▸ Task to carry out:
Convert the lines of the data below, from the line containing "pixel 359 116." through the line containing "pixel 248 221", into a JSON list of strings with one string per line and no blank lines.

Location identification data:

________________________________________

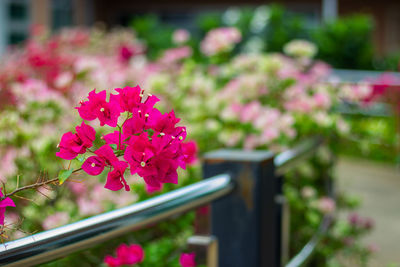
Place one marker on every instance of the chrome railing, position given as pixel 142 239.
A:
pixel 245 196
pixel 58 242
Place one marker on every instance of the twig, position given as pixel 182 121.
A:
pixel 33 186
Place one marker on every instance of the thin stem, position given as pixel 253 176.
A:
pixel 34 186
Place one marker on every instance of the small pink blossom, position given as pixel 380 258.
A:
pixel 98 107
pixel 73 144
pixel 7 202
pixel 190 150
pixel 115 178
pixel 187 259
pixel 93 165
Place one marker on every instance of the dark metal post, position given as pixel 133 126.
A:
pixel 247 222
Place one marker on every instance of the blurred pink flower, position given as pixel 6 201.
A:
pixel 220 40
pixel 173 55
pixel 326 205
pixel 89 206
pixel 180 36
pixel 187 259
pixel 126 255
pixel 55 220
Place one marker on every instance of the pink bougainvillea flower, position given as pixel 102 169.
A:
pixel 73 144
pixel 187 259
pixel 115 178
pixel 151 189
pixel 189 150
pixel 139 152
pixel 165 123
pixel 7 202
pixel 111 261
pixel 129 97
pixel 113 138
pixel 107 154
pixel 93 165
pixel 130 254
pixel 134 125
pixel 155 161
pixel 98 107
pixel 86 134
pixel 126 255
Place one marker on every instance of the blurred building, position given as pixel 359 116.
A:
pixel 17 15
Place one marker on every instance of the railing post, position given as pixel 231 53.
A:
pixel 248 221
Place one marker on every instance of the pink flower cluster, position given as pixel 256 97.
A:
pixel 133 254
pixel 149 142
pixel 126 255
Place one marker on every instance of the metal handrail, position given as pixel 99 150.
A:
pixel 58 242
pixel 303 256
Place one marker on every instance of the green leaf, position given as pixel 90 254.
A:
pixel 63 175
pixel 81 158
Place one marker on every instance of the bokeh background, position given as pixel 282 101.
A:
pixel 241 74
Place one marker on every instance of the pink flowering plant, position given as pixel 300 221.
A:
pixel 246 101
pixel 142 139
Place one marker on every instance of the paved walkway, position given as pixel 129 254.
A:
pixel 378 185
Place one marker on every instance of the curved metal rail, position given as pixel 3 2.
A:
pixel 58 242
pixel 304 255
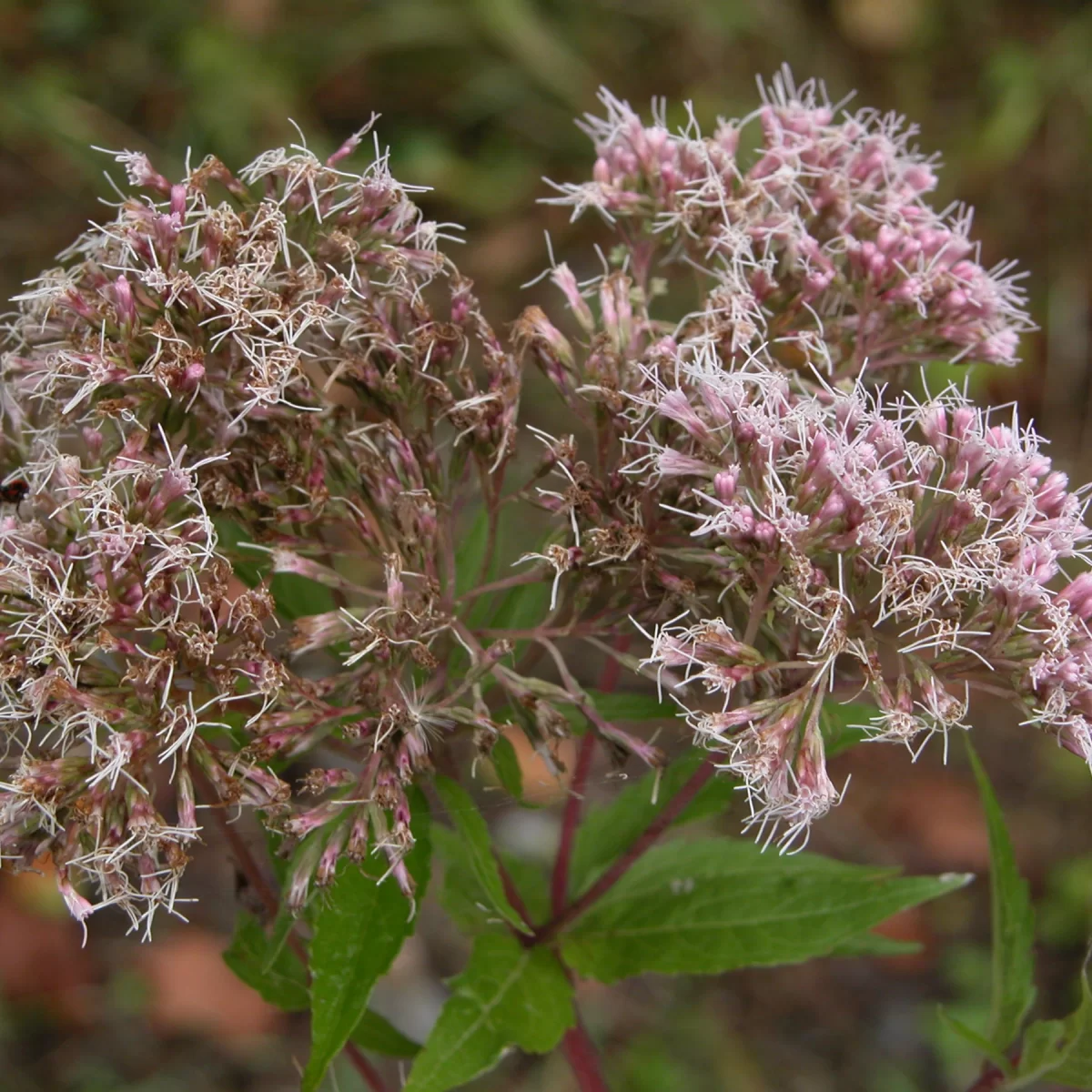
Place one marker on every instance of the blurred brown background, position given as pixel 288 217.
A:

________________________________________

▸ Answer to this exercise:
[
  "Place one marker on every instance of the blurred building, position given as pixel 359 116.",
  "A:",
  "pixel 17 15",
  "Place one marker on every instance of the railing post, position given as pixel 231 53.",
  "A:",
  "pixel 248 221"
]